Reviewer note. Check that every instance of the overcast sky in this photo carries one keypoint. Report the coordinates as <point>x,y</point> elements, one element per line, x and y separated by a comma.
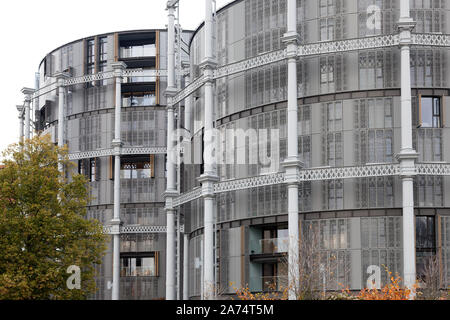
<point>30,29</point>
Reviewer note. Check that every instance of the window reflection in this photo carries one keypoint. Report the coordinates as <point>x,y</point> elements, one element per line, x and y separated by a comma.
<point>136,170</point>
<point>138,99</point>
<point>134,51</point>
<point>144,266</point>
<point>430,112</point>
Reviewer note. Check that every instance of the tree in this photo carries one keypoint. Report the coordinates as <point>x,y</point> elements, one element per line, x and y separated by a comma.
<point>43,228</point>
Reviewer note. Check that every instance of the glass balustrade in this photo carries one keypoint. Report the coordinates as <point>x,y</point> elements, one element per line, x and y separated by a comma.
<point>146,271</point>
<point>269,246</point>
<point>146,50</point>
<point>269,283</point>
<point>138,101</point>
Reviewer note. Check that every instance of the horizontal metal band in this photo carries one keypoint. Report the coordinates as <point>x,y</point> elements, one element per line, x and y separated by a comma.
<point>317,174</point>
<point>318,48</point>
<point>110,152</point>
<point>140,229</point>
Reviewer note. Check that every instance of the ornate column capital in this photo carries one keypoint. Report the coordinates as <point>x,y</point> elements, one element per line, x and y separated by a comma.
<point>61,78</point>
<point>115,226</point>
<point>407,159</point>
<point>292,167</point>
<point>169,196</point>
<point>20,109</point>
<point>28,92</point>
<point>118,68</point>
<point>208,180</point>
<point>117,146</point>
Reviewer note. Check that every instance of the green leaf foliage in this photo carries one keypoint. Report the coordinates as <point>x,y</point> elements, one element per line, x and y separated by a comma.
<point>43,225</point>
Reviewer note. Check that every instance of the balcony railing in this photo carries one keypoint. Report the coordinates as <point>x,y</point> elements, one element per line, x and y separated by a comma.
<point>148,50</point>
<point>269,246</point>
<point>146,75</point>
<point>141,101</point>
<point>137,272</point>
<point>268,283</point>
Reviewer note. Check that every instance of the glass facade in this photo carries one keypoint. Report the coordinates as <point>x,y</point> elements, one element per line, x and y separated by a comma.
<point>348,115</point>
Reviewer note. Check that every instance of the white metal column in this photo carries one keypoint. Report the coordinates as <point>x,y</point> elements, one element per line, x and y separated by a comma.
<point>60,79</point>
<point>117,145</point>
<point>292,163</point>
<point>27,105</point>
<point>186,266</point>
<point>188,106</point>
<point>20,109</point>
<point>209,177</point>
<point>407,155</point>
<point>171,189</point>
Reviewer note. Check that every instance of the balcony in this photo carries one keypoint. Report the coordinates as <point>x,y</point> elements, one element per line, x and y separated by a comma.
<point>269,246</point>
<point>145,271</point>
<point>147,75</point>
<point>268,283</point>
<point>146,50</point>
<point>139,101</point>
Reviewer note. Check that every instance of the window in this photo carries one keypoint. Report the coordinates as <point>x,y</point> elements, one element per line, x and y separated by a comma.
<point>425,242</point>
<point>430,112</point>
<point>137,168</point>
<point>334,193</point>
<point>139,265</point>
<point>90,61</point>
<point>93,169</point>
<point>102,57</point>
<point>135,99</point>
<point>135,51</point>
<point>102,49</point>
<point>89,168</point>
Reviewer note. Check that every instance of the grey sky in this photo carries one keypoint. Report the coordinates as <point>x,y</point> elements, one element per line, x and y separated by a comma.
<point>30,29</point>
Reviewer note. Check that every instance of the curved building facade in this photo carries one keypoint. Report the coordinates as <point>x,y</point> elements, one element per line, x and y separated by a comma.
<point>349,134</point>
<point>311,122</point>
<point>88,71</point>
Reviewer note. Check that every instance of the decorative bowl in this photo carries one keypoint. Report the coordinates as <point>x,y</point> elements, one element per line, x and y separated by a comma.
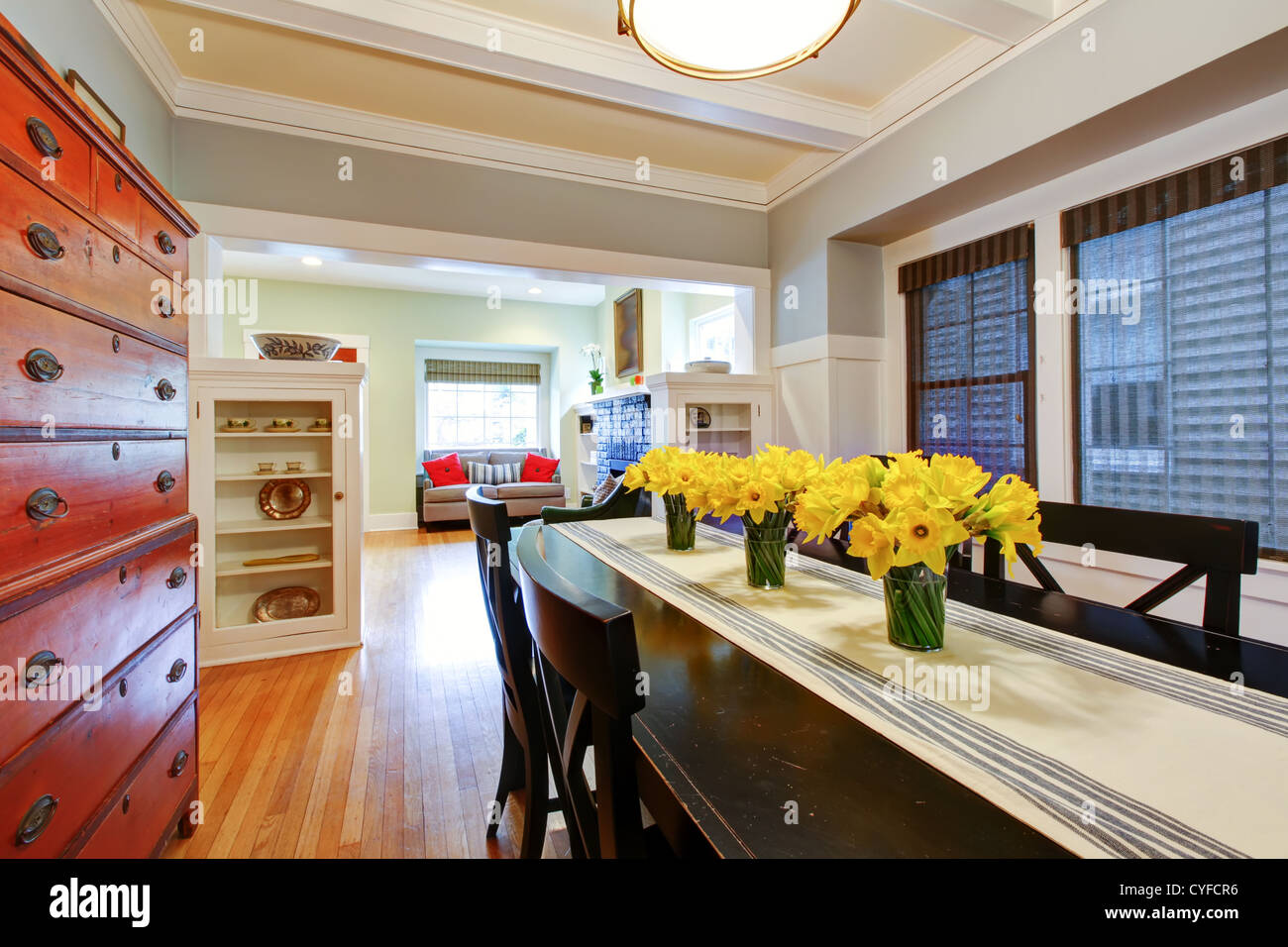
<point>292,347</point>
<point>709,367</point>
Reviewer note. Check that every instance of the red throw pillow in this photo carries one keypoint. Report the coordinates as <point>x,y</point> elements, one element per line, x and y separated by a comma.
<point>446,471</point>
<point>537,470</point>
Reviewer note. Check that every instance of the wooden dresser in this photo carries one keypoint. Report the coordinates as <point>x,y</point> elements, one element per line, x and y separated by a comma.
<point>98,618</point>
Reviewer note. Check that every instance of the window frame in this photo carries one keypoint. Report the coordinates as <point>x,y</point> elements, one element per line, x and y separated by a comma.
<point>913,350</point>
<point>428,420</point>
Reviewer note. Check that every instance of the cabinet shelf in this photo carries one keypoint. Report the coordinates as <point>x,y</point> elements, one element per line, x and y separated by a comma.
<point>278,475</point>
<point>244,526</point>
<point>231,571</point>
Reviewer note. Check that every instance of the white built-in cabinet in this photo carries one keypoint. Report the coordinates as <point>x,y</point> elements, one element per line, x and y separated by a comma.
<point>226,489</point>
<point>725,414</point>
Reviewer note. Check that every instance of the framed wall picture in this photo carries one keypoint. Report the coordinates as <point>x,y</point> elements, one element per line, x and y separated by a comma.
<point>629,333</point>
<point>95,105</point>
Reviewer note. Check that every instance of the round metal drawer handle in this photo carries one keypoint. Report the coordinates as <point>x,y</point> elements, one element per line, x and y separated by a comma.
<point>44,138</point>
<point>42,669</point>
<point>37,819</point>
<point>43,367</point>
<point>44,243</point>
<point>44,504</point>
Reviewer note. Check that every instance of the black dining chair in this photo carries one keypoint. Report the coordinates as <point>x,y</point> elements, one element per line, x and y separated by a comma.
<point>588,644</point>
<point>523,755</point>
<point>1223,551</point>
<point>621,504</point>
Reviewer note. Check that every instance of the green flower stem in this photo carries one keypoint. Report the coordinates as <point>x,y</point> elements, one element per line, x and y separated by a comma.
<point>682,523</point>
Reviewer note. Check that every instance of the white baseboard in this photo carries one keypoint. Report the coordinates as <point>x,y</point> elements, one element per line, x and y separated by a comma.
<point>382,522</point>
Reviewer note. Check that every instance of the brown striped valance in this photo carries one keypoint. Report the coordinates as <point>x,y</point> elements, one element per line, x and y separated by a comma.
<point>1008,247</point>
<point>1240,172</point>
<point>482,372</point>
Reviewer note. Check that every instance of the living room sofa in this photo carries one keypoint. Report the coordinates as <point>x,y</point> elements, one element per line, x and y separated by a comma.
<point>441,504</point>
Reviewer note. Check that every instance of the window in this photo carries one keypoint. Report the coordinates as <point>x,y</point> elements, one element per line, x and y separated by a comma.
<point>711,335</point>
<point>1181,344</point>
<point>970,342</point>
<point>482,405</point>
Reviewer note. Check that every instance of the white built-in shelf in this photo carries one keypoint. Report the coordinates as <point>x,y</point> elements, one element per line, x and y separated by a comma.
<point>273,433</point>
<point>278,475</point>
<point>230,571</point>
<point>244,526</point>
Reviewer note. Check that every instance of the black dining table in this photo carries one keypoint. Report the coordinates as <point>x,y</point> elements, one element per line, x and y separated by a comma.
<point>771,770</point>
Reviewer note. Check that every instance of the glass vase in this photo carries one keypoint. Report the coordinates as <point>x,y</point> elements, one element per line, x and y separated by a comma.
<point>765,545</point>
<point>915,599</point>
<point>682,523</point>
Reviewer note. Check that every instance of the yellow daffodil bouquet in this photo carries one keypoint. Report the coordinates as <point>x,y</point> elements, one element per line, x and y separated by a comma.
<point>673,474</point>
<point>907,517</point>
<point>764,491</point>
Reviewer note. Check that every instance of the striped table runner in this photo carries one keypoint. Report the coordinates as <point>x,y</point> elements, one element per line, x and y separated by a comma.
<point>1106,753</point>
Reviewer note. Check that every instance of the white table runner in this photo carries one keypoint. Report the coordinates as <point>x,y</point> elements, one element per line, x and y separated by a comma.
<point>1106,753</point>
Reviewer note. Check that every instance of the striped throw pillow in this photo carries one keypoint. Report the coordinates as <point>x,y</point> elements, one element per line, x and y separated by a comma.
<point>496,474</point>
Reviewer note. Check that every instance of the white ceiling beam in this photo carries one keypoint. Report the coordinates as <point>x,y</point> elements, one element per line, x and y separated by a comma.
<point>459,35</point>
<point>1005,21</point>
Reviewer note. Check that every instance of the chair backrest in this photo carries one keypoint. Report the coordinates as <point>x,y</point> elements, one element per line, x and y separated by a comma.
<point>490,525</point>
<point>587,644</point>
<point>1207,547</point>
<point>621,504</point>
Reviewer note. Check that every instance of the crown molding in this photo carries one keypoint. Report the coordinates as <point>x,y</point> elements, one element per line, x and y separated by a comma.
<point>254,108</point>
<point>458,35</point>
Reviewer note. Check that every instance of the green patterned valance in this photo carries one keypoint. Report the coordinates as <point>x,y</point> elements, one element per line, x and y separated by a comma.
<point>482,372</point>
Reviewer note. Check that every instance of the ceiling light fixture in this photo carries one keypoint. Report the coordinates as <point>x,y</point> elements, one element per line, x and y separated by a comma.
<point>732,39</point>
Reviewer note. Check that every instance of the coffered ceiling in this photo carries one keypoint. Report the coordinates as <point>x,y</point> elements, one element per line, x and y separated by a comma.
<point>548,86</point>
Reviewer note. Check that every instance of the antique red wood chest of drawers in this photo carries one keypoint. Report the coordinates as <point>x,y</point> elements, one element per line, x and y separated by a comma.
<point>98,552</point>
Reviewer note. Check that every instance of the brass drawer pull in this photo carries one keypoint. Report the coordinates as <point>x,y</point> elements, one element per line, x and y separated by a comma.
<point>44,138</point>
<point>37,819</point>
<point>44,505</point>
<point>42,668</point>
<point>44,241</point>
<point>43,367</point>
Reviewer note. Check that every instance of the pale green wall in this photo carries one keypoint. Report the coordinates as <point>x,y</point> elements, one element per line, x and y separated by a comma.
<point>395,321</point>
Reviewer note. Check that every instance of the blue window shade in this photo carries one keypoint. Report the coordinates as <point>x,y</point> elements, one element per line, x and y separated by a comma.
<point>1183,403</point>
<point>970,373</point>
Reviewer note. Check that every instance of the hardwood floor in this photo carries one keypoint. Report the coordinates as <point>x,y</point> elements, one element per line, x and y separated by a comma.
<point>384,751</point>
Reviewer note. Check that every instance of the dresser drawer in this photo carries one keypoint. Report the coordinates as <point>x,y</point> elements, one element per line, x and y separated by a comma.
<point>162,241</point>
<point>76,638</point>
<point>140,817</point>
<point>117,200</point>
<point>59,497</point>
<point>44,243</point>
<point>34,132</point>
<point>62,780</point>
<point>82,373</point>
════════════════════
• [WORK INSTRUCTIONS] Could you rewrite the data between the lines holding "Reviewer note. Check that every instance of the grey" and "<point>725,414</point>", inclusive, as a numbered list with no blank lines and the pictures left out?

• [FULL ANSWER]
1. Reviewer note. Check that every instance of the grey sky in this photo carries one keypoint. Report the coordinates as <point>x,y</point> elements, one element per line, x and y separated by a comma.
2. <point>30,29</point>
3. Reviewer note. Check that every instance of the curved building facade in this photo carries one keypoint. Report the coordinates as <point>x,y</point> elements, one element per line, x and y separated by a comma.
4. <point>349,134</point>
5. <point>311,122</point>
6. <point>88,71</point>
7. Reviewer note. Check that every instance of the decorative bowl in this photo carries one keypoint. Report the coordinates as <point>x,y</point> elements, one element per line, x and y separated by a comma.
8. <point>292,347</point>
9. <point>709,367</point>
10. Reviewer note. Check that every instance of the red throw pillow in this photo carries one keypoint. Report the coordinates as <point>x,y</point> elements, one element per line, x and y separated by a comma.
11. <point>446,471</point>
12. <point>537,470</point>
13. Reviewer note. Check that every instance of the wooden dresser in this photo carries one keypoint. Report the coordinates as <point>x,y</point> elements, one element per line, x and y separated by a comma.
14. <point>98,618</point>
15. Reviewer note. Check that every instance of the window frame in this photo carries one keypoint. Report the coordinates as <point>x,y</point> elements, one element per line, x and y separated by a comma.
16. <point>913,350</point>
17. <point>428,420</point>
18. Reviewer note. Check that every instance of the cabinet shelf in this photo carries one keypoint. Report the coordinates as <point>x,y</point> elements, one element per line, x and y separated by a comma.
19. <point>278,475</point>
20. <point>244,526</point>
21. <point>231,571</point>
22. Reviewer note. Check that every instance of the white built-in cabinet in this photo carries one keypoint. Report the coordinates as <point>x,y</point> elements, one element per line, x and y separated by a comma.
23. <point>226,489</point>
24. <point>725,414</point>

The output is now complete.